Stated problem:
Return every line in the items below that contains the word "white", copying each one as it appears. Case counts.

Data shown:
· · · · ·

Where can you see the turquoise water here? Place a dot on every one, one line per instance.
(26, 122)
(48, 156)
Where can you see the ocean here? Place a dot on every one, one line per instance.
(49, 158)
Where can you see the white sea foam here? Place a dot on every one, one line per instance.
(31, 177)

· · · · ·

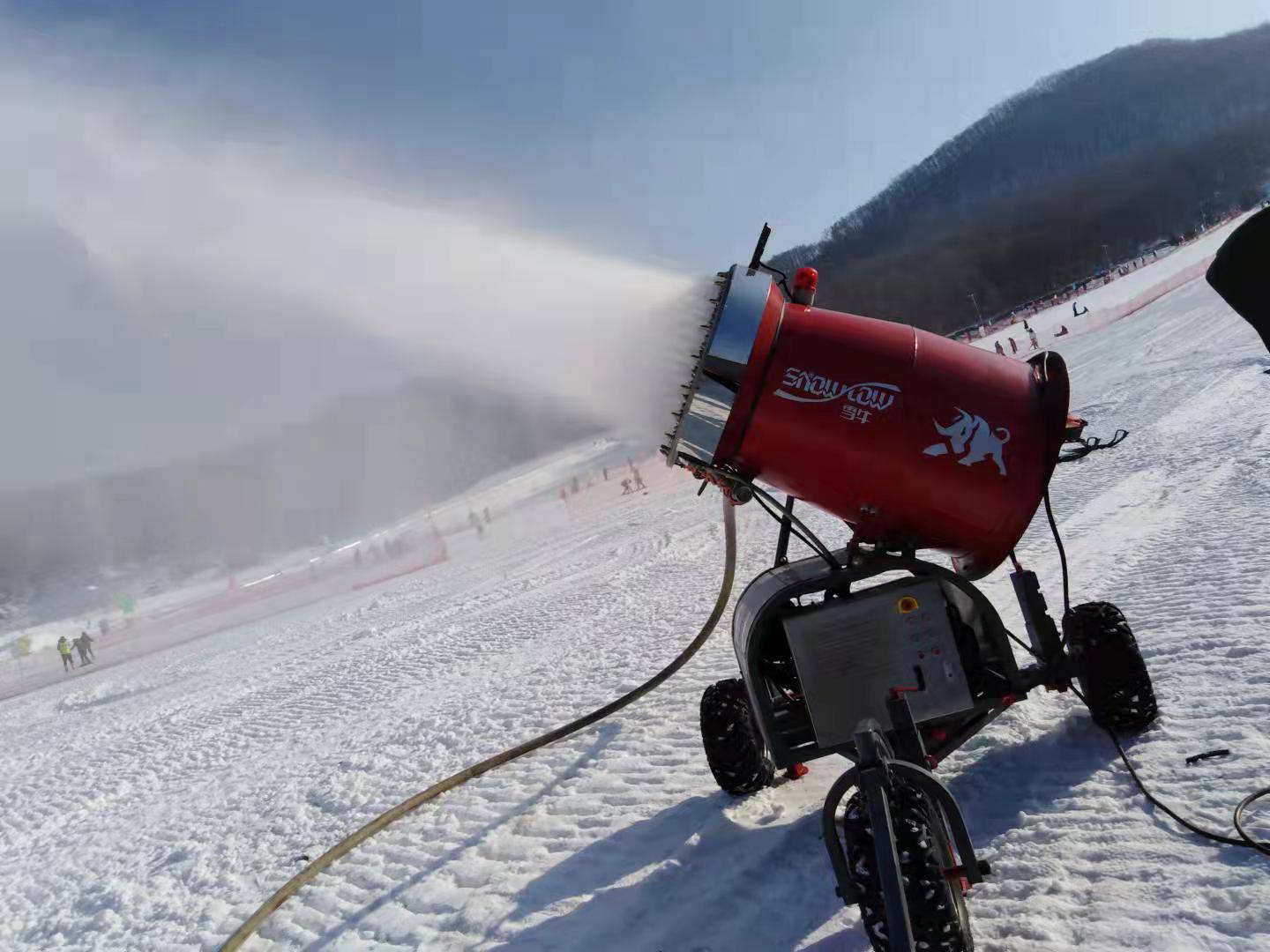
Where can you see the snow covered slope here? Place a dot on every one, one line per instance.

· · · · ·

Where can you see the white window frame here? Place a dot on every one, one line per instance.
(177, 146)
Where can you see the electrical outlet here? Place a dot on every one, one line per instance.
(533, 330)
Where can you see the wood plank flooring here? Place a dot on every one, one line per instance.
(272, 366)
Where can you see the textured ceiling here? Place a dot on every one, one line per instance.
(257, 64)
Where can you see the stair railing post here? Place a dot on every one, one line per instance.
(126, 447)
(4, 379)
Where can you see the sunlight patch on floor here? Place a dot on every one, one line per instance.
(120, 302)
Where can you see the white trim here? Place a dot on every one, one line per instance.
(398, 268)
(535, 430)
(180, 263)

· · · · ·

Result of the task:
Where can you see the white sea foam here? Place a dot on every one, one line per instance.
Where can you see the white window frame here? Place a dot on every one, one line per instance.
Where can you see the white trim here? Place a dot on every one, one line per instance.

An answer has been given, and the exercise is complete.